| GIVEN TEXT |
═══

Unveiling Intractable Epileptogenic Brain Networks with Deep Learning Algorithms: A Novel and Comprehensive Framework for Scalable Seizure Prediction with Unimodal Neuroimaging Data in Pediatric Patients

TL;DR

This study introduces a comprehensive deep learning framework for seizure prediction in pediatric epilepsy using unimodal EEG data, demonstrating superior performance of RNN, LSTM, and CNN models over traditional algorithms.

Contribution

The paper presents a novel deep learning-based framework for seizure prediction in pediatric patients, utilizing unimodal EEG data and effective noise reduction techniques.

Findings

Deep learning models outperform traditional machine learning algorithms.

RNN achieved the highest precision and F1 score.

LSTM outperformed RNN in accuracy and CNN in specificity.

═══

Records from a dataset:

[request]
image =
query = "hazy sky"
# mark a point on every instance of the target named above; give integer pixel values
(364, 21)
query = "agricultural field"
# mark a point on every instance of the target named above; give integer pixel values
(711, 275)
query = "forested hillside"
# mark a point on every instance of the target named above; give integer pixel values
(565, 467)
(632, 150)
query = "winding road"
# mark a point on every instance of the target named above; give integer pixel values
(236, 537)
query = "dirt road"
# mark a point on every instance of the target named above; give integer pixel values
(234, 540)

═══

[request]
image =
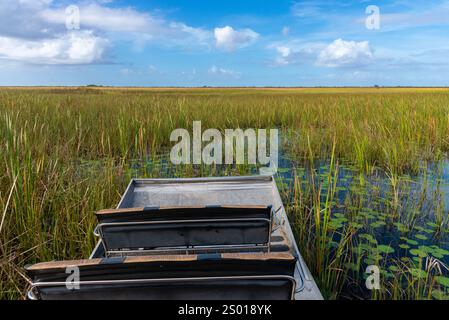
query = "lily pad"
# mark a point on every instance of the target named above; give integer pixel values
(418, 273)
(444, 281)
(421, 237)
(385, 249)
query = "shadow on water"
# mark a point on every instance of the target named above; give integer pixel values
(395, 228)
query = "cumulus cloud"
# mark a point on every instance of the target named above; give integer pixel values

═══

| QUESTIONS TO ANSWER |
1. In the seizure prediction summary, which model achieved the highest precision and F1 score?
2. The seizure prediction summary credits the deep learning framework with superior performance. Explain what findings in the summary support this claim.

| OUTPUTS BY TASK |
1. RNN

2. The findings state that deep learning models outperform traditional machine learning algorithms. Within these models, RNN achieved the highest precision and F1 score. LSTM outperformed RNN in accuracy and CNN in specificity.